Extracted data entries
....

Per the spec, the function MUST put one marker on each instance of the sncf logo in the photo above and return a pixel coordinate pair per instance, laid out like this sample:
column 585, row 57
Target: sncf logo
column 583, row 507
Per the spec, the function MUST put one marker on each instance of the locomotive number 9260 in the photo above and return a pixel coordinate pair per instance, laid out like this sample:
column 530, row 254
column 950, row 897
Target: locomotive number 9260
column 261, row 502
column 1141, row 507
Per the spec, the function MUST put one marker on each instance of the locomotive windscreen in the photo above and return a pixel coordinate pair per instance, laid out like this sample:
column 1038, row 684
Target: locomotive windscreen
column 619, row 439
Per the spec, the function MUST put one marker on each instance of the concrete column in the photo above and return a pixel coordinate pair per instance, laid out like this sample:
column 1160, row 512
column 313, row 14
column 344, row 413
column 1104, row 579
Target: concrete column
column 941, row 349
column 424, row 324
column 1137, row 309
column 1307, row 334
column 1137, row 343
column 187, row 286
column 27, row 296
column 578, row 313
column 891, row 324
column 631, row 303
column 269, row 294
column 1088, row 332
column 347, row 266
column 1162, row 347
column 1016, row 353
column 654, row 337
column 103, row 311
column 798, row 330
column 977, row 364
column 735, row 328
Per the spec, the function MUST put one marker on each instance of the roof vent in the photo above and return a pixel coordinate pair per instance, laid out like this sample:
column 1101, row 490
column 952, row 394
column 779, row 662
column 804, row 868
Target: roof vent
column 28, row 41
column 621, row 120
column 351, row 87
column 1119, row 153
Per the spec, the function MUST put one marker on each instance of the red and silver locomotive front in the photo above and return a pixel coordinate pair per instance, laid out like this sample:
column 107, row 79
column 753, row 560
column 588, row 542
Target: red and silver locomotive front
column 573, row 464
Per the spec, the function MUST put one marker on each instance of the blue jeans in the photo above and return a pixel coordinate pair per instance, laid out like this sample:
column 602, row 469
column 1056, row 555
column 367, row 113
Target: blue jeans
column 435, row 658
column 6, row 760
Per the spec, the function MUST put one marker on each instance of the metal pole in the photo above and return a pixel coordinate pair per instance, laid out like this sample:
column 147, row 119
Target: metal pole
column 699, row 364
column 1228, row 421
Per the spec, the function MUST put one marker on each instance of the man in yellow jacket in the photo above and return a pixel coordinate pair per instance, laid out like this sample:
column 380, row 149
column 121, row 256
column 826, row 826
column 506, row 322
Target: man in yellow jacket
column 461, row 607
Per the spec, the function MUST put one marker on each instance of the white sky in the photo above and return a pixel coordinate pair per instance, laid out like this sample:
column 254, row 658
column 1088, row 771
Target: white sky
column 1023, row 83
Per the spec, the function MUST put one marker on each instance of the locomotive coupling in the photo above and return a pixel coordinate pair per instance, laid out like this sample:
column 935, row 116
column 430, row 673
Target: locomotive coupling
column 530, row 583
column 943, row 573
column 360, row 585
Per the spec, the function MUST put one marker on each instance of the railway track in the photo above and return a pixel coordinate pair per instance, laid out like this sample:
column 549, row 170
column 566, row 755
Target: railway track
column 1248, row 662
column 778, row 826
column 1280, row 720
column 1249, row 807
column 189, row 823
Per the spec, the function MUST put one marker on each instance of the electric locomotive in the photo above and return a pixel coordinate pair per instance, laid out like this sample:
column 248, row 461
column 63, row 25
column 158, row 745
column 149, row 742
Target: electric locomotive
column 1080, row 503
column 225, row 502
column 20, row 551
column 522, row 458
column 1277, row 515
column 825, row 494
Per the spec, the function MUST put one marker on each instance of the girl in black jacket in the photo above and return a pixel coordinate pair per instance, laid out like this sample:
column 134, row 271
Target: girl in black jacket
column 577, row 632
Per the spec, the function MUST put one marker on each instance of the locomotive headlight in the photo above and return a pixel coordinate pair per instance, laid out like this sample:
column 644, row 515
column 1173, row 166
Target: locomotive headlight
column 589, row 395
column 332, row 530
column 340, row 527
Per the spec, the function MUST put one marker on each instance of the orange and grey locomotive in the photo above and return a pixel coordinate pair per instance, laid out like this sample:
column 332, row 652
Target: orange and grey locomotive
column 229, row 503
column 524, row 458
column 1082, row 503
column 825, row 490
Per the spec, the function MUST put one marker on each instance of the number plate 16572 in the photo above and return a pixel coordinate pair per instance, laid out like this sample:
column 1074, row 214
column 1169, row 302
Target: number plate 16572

....

(To do) Extract from the records, verbatim, every line from the one containing "the red and" down to the one containing "column 6, row 760", both included.

(Solution for this task)
Per the spec, the function MUST put one marker on each instance of the red and silver locomotive front in the photo above and return a pixel coordinate pair per instance, laid out like this sample:
column 107, row 79
column 753, row 560
column 588, row 542
Target: red and silver locomotive front
column 573, row 464
Per the spec, the function MUST put one marker on each instance of the blue jeans in the photo above and return a pixel coordinate pair per instance, laid out like this sample:
column 602, row 469
column 1056, row 555
column 367, row 113
Target: blue jeans
column 435, row 658
column 6, row 760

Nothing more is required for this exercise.